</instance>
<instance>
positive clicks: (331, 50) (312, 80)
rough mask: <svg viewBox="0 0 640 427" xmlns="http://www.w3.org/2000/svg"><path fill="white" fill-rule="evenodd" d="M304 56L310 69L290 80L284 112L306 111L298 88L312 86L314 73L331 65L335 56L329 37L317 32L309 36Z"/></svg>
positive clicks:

EXERCISE BRIEF: Word for word, repeat every line of the data.

WRITTEN ANSWER:
</instance>
<instance>
positive clicks: (331, 50) (312, 80)
rough mask: <svg viewBox="0 0 640 427" xmlns="http://www.w3.org/2000/svg"><path fill="white" fill-rule="evenodd" d="M304 56L310 69L290 80L284 112L306 111L298 88L312 86L314 73L331 65L335 56L329 37L317 32L309 36Z"/></svg>
positive clicks:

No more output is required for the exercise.